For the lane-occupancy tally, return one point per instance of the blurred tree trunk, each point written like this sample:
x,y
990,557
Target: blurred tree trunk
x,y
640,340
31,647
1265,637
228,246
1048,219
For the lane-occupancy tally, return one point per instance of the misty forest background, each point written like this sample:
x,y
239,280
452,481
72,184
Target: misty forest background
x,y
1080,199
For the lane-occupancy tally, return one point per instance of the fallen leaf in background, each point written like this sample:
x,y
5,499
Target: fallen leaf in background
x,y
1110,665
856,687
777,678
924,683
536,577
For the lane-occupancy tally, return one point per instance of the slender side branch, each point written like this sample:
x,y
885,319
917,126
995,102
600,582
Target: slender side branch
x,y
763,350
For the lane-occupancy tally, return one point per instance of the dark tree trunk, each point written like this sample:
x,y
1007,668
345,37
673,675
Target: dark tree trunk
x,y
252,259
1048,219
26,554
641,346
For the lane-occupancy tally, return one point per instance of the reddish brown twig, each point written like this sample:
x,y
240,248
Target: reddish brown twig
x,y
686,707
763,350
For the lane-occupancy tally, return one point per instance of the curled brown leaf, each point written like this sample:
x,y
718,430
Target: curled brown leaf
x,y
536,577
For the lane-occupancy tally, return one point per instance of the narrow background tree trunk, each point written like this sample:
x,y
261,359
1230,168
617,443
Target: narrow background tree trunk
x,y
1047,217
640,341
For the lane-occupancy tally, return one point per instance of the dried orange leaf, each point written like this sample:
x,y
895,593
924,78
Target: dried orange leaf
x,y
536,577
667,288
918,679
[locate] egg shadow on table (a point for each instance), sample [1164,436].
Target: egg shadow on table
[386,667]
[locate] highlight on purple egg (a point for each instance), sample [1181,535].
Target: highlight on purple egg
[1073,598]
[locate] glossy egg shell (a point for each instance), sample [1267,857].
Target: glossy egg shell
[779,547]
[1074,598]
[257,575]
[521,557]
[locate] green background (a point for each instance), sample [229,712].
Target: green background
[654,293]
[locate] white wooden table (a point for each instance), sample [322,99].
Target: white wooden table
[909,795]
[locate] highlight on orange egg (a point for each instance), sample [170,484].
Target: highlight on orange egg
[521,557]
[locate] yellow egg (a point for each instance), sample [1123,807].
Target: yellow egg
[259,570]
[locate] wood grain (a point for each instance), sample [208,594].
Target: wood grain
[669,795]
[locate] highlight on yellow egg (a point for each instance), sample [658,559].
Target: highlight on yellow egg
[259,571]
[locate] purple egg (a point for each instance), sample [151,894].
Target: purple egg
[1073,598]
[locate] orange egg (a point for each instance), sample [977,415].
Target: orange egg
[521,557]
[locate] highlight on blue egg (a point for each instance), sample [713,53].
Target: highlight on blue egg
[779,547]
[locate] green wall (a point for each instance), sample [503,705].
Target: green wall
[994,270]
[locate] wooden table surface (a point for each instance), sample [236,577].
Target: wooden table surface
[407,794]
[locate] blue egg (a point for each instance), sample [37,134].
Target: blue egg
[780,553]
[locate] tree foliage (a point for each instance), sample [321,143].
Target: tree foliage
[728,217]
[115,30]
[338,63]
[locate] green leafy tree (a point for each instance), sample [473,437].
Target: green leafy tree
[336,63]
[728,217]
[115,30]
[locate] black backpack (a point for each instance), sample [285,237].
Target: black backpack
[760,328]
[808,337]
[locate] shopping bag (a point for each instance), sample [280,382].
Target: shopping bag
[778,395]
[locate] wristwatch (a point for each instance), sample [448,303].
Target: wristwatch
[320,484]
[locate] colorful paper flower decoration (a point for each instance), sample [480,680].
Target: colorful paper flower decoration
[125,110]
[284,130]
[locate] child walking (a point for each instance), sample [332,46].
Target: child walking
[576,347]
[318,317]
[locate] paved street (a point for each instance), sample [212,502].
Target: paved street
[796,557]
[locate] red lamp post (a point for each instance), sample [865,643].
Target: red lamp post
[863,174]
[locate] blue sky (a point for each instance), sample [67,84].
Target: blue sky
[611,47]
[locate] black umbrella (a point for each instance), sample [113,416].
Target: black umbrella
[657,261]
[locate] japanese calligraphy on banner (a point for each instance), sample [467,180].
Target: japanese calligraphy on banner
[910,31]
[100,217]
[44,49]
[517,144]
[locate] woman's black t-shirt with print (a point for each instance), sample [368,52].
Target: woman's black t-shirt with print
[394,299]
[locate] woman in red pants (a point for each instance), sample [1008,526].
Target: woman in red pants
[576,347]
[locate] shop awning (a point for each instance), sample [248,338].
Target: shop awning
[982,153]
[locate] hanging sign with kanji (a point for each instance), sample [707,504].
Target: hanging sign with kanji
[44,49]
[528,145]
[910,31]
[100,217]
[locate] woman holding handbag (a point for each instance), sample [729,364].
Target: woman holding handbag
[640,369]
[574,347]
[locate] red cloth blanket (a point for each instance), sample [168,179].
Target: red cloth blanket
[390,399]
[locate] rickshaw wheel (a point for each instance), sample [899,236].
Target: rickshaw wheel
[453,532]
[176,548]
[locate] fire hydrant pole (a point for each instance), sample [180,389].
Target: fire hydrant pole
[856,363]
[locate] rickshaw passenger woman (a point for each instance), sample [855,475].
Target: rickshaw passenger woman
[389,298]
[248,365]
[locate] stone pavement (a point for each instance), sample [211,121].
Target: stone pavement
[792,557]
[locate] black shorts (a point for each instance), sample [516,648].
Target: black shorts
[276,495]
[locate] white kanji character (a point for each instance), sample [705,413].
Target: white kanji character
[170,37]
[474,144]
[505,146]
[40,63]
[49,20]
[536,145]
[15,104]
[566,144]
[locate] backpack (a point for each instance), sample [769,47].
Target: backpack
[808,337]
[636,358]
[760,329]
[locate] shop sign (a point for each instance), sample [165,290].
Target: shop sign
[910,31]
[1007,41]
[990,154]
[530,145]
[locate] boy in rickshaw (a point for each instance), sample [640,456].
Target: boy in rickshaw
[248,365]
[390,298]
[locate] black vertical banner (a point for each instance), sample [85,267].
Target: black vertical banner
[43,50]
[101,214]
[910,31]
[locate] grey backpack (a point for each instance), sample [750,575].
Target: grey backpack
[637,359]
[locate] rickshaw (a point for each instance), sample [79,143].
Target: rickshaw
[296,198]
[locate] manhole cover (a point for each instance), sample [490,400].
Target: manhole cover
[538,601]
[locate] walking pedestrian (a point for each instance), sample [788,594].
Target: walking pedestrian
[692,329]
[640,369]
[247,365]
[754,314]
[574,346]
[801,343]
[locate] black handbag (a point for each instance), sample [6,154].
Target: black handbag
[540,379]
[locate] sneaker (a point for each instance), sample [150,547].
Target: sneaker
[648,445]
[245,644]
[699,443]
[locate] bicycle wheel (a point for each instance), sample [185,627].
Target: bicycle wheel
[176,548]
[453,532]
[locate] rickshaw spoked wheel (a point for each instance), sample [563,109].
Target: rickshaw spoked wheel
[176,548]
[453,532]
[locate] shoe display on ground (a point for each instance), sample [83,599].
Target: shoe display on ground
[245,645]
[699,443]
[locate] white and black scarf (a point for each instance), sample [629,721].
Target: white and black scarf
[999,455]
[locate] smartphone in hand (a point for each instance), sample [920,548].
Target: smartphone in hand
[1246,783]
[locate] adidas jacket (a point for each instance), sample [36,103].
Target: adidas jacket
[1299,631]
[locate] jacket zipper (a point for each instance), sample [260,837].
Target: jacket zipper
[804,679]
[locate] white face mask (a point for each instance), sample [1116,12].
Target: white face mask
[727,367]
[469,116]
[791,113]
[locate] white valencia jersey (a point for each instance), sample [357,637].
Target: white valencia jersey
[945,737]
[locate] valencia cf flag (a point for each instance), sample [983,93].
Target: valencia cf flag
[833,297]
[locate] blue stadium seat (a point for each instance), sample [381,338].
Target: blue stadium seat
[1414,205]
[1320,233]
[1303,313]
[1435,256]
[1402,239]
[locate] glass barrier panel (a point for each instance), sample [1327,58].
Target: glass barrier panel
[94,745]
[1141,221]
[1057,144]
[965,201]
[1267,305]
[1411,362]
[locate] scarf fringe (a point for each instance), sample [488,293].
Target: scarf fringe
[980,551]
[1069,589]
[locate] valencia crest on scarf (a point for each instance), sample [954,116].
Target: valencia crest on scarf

## Required work
Using the entries above, quote each line verbatim from the first through the line that contains "[locate] egg shadow".

## Result of the exercise
For the lane-occupancy tally, return one point per instance of the blurred tree trunk, each point written like this sample:
x,y
990,557
Target: blurred tree trunk
x,y
640,340
31,647
1265,637
228,246
1048,219
For the lane-occupancy tally, return one point per instance of the misty forest background, each point written like this sample:
x,y
239,280
452,481
72,184
Target: misty forest background
x,y
1080,199
For the lane-occupancy tally, return one point per instance of the fallen leaf in background, each point written like this sample:
x,y
5,499
Target: fallen leaf in background
x,y
1110,665
856,687
777,678
924,683
536,577
For the lane-occupancy tally, return one point per instance of the slender side branch, each point written like this sample:
x,y
885,319
917,126
995,102
600,582
Target: slender side branch
x,y
763,350
For the lane-occupancy tally, return one point per instance of the dark tree trunk, each point written like this sample:
x,y
1007,668
345,37
673,675
Target: dark tree trunk
x,y
252,259
1048,219
26,554
641,346
For the lane-occupancy tally, return one point per instance of the reddish brown twig, each point written like this sample:
x,y
240,248
Target: reddish brown twig
x,y
686,707
763,350
For the lane-occupancy tally, return one point per instance of the curled brown leaf, each point written like this sample:
x,y
718,430
Target: curled brown leaf
x,y
536,577
For the lane-occupancy tally, return one point per instance of the narrow background tree trunk, each point written like this sample:
x,y
261,359
1230,168
617,443
Target: narrow background tree trunk
x,y
1047,217
640,341
For the lane-occupancy tally, return one point per instance of the dried orange leaf, each point written like this sample:
x,y
895,593
924,78
Target: dried orange leaf
x,y
536,577
667,288
918,679
[locate] egg shadow on table (a point for each instance), sample [1164,436].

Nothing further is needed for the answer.